Top of Supplied records

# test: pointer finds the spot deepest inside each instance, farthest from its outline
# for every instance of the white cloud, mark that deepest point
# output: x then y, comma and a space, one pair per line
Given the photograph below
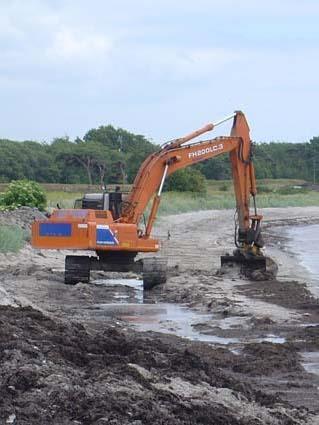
78, 45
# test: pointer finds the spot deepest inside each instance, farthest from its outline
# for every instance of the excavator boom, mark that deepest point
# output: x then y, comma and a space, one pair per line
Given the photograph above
114, 232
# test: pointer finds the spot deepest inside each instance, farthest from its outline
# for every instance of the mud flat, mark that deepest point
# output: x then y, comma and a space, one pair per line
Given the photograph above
77, 355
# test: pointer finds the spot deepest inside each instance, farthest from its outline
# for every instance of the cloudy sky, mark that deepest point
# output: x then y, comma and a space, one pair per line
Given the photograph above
160, 68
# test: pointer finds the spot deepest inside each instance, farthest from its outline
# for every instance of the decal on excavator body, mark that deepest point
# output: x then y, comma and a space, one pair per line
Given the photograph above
105, 236
205, 151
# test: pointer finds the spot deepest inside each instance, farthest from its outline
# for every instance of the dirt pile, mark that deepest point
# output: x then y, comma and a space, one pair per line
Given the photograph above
22, 217
57, 373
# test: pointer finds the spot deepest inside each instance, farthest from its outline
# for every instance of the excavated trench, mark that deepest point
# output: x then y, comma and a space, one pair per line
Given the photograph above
84, 359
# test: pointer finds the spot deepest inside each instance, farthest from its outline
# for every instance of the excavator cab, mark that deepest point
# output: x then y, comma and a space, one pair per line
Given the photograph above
109, 223
108, 201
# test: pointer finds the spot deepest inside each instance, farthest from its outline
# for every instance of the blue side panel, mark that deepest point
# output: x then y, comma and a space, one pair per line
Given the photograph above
55, 229
105, 237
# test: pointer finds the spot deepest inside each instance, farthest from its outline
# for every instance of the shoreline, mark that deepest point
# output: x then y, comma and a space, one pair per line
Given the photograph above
271, 321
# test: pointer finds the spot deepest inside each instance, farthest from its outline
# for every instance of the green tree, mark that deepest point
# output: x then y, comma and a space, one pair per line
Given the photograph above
187, 180
24, 193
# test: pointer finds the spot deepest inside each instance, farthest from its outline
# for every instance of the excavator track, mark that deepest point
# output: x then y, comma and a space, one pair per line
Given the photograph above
77, 269
154, 272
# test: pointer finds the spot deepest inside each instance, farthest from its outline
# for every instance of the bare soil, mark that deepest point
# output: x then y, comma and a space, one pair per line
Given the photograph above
61, 363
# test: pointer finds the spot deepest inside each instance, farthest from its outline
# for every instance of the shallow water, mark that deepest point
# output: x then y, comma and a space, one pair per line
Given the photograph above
304, 243
168, 318
311, 362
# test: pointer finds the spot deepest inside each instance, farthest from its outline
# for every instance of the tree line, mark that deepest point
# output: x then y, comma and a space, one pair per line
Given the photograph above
109, 155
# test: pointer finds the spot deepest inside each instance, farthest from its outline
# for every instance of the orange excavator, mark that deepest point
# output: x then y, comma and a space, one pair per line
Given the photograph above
114, 231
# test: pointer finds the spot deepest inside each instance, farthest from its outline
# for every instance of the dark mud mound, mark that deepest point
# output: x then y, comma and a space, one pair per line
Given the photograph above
287, 294
58, 373
267, 359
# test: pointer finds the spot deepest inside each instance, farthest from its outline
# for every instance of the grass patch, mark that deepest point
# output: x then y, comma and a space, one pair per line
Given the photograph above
12, 238
64, 199
220, 195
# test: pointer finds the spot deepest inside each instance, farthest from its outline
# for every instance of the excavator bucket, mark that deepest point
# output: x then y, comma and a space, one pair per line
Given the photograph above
255, 267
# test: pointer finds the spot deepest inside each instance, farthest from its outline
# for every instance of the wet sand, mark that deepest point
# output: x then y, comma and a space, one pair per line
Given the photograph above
110, 372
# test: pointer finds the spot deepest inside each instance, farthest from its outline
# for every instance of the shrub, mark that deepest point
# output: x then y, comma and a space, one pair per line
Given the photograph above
292, 190
187, 180
223, 187
23, 193
263, 188
12, 238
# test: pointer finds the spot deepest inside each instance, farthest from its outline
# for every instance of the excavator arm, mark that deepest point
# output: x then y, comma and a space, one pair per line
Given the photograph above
176, 155
115, 235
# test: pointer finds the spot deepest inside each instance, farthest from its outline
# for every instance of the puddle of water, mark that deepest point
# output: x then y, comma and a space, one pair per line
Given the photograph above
270, 338
164, 317
311, 362
136, 284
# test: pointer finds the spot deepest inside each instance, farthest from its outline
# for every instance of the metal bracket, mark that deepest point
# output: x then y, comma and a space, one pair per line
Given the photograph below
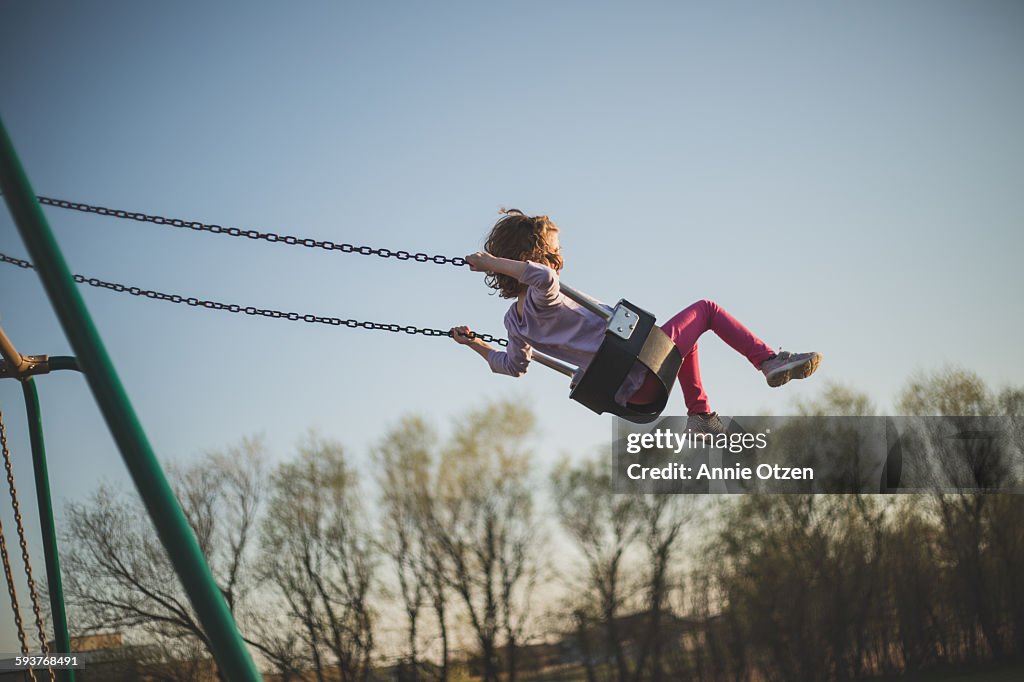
30, 367
624, 321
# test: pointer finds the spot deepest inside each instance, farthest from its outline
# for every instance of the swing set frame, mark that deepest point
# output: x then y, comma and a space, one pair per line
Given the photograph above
233, 658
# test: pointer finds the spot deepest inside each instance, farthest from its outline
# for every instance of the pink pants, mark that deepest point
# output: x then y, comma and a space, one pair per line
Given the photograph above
684, 330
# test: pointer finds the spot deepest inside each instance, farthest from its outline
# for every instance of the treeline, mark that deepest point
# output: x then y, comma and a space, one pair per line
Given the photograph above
465, 556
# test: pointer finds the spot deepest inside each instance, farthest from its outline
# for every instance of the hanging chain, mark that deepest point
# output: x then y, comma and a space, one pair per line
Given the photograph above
25, 557
252, 310
254, 233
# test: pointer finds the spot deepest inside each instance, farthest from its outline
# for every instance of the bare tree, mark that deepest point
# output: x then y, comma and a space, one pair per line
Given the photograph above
604, 527
315, 551
483, 520
404, 462
118, 574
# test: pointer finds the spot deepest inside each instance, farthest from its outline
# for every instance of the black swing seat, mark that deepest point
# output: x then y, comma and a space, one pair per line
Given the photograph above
630, 337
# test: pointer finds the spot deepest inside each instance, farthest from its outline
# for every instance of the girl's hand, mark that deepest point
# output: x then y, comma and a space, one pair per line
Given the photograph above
462, 335
479, 261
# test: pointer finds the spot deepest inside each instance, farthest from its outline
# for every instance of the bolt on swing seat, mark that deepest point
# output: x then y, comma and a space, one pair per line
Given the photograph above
630, 337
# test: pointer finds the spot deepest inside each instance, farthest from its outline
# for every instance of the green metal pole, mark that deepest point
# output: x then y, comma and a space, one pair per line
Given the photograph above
228, 649
60, 638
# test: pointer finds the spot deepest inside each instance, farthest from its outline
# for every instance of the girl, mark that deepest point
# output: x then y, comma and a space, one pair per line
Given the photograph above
522, 259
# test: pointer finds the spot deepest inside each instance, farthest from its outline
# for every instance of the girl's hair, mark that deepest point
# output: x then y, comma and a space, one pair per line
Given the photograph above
519, 237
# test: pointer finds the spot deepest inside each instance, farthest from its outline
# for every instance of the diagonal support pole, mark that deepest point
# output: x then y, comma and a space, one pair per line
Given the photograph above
178, 540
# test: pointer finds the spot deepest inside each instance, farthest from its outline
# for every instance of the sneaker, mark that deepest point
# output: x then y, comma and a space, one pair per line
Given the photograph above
707, 423
785, 366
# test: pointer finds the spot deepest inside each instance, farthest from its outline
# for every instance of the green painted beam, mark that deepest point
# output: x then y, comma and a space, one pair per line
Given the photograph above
228, 649
61, 640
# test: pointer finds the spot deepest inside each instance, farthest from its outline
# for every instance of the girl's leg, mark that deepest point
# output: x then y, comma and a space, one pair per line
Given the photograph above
687, 327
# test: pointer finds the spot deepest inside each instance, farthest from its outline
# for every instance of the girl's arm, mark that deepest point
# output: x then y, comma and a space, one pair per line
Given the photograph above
461, 335
482, 261
512, 361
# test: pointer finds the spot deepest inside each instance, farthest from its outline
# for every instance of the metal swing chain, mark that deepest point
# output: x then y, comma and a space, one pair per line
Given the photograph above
25, 557
252, 310
290, 240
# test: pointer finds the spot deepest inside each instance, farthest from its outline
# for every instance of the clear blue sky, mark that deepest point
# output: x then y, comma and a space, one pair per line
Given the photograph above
843, 177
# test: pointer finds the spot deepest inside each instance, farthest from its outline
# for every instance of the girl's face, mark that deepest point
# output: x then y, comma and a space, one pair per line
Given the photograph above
551, 237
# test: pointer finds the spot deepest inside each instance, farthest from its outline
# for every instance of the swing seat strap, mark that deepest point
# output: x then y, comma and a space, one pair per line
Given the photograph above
646, 344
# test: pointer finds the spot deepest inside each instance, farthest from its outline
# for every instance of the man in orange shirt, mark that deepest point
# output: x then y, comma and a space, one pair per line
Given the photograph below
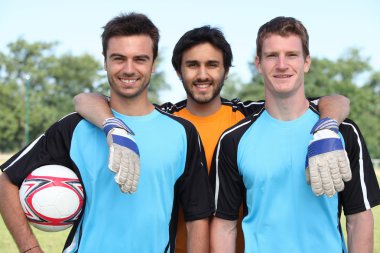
202, 58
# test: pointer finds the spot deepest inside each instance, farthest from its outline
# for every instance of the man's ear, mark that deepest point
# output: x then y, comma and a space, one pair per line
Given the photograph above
179, 75
307, 64
226, 75
104, 62
258, 64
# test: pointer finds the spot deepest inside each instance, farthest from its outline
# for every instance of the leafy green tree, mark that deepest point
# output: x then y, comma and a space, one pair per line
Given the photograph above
51, 81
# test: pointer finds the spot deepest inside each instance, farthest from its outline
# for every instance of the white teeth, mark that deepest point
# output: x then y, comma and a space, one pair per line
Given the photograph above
128, 81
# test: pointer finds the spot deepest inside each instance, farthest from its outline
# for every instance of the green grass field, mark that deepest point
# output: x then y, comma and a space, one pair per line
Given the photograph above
53, 242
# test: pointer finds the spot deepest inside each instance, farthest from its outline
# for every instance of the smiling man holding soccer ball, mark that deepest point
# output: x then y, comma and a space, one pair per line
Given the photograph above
170, 156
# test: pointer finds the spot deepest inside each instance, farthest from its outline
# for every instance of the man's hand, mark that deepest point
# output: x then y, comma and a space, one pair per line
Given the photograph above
327, 164
124, 158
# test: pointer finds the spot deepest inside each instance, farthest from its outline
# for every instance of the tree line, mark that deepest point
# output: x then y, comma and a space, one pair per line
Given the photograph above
37, 86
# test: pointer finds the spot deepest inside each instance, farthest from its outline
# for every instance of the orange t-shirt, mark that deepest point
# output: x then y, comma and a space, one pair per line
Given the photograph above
210, 128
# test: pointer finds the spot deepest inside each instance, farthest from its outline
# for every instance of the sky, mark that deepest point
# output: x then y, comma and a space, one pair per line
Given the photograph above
334, 26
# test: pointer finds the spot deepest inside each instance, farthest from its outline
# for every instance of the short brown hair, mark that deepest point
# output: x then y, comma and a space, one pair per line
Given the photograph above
283, 26
130, 24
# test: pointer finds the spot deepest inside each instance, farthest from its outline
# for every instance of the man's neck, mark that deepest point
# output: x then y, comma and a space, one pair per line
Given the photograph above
203, 110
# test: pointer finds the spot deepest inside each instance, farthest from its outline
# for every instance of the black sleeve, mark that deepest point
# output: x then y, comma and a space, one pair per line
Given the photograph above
362, 191
226, 181
248, 107
193, 187
172, 108
52, 147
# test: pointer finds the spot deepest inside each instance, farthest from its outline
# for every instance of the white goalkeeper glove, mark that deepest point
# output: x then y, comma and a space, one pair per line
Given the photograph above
327, 164
124, 158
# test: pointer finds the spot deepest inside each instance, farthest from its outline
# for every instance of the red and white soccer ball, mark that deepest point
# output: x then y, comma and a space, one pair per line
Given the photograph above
52, 197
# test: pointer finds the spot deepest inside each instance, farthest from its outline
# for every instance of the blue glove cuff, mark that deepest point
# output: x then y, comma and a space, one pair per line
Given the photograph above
324, 146
126, 142
325, 123
111, 123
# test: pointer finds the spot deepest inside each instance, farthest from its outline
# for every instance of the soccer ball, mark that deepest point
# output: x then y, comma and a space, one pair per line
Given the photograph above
52, 198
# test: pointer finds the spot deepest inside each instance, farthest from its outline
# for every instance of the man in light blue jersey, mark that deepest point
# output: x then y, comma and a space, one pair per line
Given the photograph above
172, 170
260, 162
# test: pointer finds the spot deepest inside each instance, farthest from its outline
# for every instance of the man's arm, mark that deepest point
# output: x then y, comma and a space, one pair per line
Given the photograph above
14, 217
198, 236
335, 107
93, 107
360, 232
327, 165
222, 235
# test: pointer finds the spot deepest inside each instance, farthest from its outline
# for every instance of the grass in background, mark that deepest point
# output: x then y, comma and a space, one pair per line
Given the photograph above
52, 242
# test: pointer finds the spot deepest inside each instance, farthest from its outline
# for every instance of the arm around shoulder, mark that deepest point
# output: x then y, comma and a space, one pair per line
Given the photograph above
334, 106
93, 107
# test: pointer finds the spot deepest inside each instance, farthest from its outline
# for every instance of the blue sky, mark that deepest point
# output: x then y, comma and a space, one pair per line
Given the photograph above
333, 26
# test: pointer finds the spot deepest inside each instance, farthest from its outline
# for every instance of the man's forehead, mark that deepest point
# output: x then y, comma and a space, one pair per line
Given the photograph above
134, 44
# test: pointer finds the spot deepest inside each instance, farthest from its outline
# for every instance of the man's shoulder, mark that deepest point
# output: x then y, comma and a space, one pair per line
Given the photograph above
172, 108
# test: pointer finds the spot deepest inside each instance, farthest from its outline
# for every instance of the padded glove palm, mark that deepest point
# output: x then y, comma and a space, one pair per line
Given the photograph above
124, 156
327, 164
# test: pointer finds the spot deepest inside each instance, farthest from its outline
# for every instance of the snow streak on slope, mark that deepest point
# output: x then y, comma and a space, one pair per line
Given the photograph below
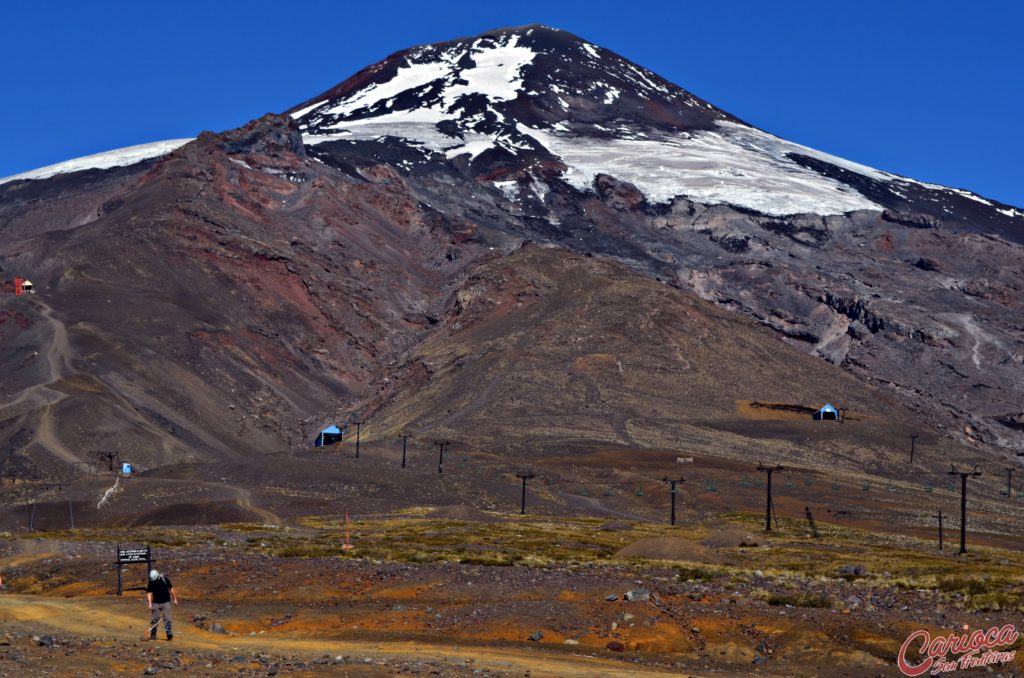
736, 165
118, 158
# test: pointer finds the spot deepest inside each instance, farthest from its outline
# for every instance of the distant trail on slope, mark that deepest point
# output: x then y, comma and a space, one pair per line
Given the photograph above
58, 366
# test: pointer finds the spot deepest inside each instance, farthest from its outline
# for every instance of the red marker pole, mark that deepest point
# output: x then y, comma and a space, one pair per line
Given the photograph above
346, 546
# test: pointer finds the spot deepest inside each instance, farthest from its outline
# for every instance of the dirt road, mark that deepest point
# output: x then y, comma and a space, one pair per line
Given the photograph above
124, 620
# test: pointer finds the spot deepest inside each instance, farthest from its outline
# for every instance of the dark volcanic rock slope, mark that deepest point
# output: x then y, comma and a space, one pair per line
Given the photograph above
237, 290
238, 293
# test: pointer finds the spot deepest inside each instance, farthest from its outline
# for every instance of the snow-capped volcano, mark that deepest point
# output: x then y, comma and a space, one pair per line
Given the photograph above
518, 97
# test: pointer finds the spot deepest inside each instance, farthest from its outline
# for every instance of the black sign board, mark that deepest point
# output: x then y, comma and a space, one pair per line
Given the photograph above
132, 556
126, 556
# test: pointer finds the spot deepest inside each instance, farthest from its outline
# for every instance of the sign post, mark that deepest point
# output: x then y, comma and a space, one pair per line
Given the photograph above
132, 556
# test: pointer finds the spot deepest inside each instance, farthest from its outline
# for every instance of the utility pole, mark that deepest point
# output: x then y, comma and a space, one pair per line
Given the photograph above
71, 511
110, 457
440, 459
768, 506
964, 476
522, 503
810, 521
674, 491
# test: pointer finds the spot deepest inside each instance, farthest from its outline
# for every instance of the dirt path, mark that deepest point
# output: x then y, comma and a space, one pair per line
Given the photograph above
58, 366
124, 619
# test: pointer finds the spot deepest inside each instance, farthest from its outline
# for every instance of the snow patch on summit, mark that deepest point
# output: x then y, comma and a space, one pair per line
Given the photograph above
442, 87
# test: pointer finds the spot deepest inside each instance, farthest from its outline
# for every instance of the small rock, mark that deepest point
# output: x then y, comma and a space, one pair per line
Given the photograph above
637, 594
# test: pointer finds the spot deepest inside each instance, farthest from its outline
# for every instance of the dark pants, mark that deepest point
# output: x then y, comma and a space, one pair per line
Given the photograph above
162, 608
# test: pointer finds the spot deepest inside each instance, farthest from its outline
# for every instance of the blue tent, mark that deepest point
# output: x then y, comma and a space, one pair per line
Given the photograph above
329, 435
827, 413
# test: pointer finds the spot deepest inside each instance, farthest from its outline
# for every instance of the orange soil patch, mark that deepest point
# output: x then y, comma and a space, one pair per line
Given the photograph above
403, 592
592, 362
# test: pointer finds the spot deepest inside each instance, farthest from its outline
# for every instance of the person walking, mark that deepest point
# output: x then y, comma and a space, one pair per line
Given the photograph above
160, 595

Bottom of Supplied records

What is being asked -
Please return only the lines from the top of the data through the line with "# for every instance of the dirt pile, mark", exactly as written, and drop every picture.

Response to this task -
# test: pointer finds the spot deepest inside each instance, farthest from its outline
# for every instance of the white cloud, mark that deepest point
# output: x then y, comma and a space, one pair per line
Given the photograph below
78, 45
# test: pointer finds the spot deepest inside each instance, farthest from its outline
# for every instance of the excavator boom, mark that deepest point
# output: x then y, comma and a space, one pair per line
Given the photograph above
114, 232
# test: pointer finds the spot deepest inside each instance, farthest from its outline
# for every instance of the mud flat, mark that deepest point
# output: x then y, comma and a space, one pair per line
Given the photograph above
77, 355
# test: pointer finds the spot deepest inside each instance, farthest from its outline
# for every instance of the cloudy sky, mark that deepest point
# output: x then y, comma and a space, one pair per line
Given the photograph above
160, 68
# test: pointer finds the spot deepest inside each instance, farthest from its outline
# for every instance of the decal on excavator body, mark that deepest point
# output: x then y, comma and a space, one pair per line
Given the photograph above
105, 236
205, 151
# test: pointer finds the spot deepest inside each instance, farthest from its outline
# for every instance of the dirt pile, mark that deepest point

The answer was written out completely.